▸ **Passage given**:
----

Impeachment or mass movements?
Updated: Apr 10
Mass mobilization is the only way to bring down Trump
What is impeachment, why has the Democratic establishment recently embraced it, and what will it take to actually get rid of Trump? Clare Lemlich probes the impeachment proceedings.
December’s impeachment proceedings continue to hold national headlines and have excited many who have resisted Trump since his bid for candidacy. There is no question that Trump has done almost innumerable illegal, unethical, and outrageous things while in office and deserves to be removed as swiftly as possible — the sooner the better.
Although Trump has only been charged with two articles of impeachment, if you look at all the reasons impeachment proceedings have been carried out against an elected US official, Trump is guilty of nearly all of them (political bias; abuse of power; corruption; obstruction of justice; obstruction of Congress; improper gift acceptance; tax evasion; bribery; sexual assault, and more).
The calls for and excitement around impeachment are understandable. We would be overjoyed to see him booted out of office. We want this monster gone. The massive Women’s Marches in 2018 and 2019, the victorious teachers’ strikes in Trump country and beyond, the #MeToo movement against sexual violence, and the airport protests against the Muslim ban are all testament to the popular hatred and disgust at Trump and his policies. But unfortunately, impeachment as a mechanism is unlikely to unseat Trump and we should be critical of the Democrats’ recent and wholesale embrace of the process.
What is impeachment?
Since the 2016 election, some on the left have called for Trump’s impeachment — one popular slogan throughout the presidency has been “impeach the motherf***er.” Many woke up on December 19 after a full day of impeachment proceedings in the House and breathed a sigh of relief. Anyone could be forgiven for feeling that way, since impeachment proponents have generally treated the process as a silver bullet to remove Trump.
It is important to note that impeachment in the House does not mean removal from office — although it is the first step in a legal process that can result in removal. The House has initiated impeachment proceedings against federal officers over 60 times, about a third of which have resulted in formal impeachment. No president has ever been removed from office via impeachment: both Andrew Johnson and Bill Clinton were aquitted when their cases went to the Senate and Richard Nixon resigned before the House could vote.

----

▸ **Material**:
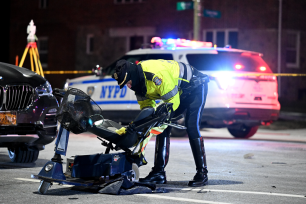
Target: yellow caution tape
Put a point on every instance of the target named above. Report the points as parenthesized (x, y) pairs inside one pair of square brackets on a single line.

----

▸ **Your goal**:
Please rewrite the impeachment piece, beginning at the words "December’s impeachment proceedings" and stopping after "sooner the better.", with "headlines" changed to "news coverage".

▸ **Complete answer**:
December’s impeachment proceedings continue to hold national news coverage and have excited many who have resisted Trump since his bid for candidacy. There is no question that Trump has done almost innumerable illegal, unethical, and outrageous things while in office and deserves to be removed as swiftly as possible — the sooner the better.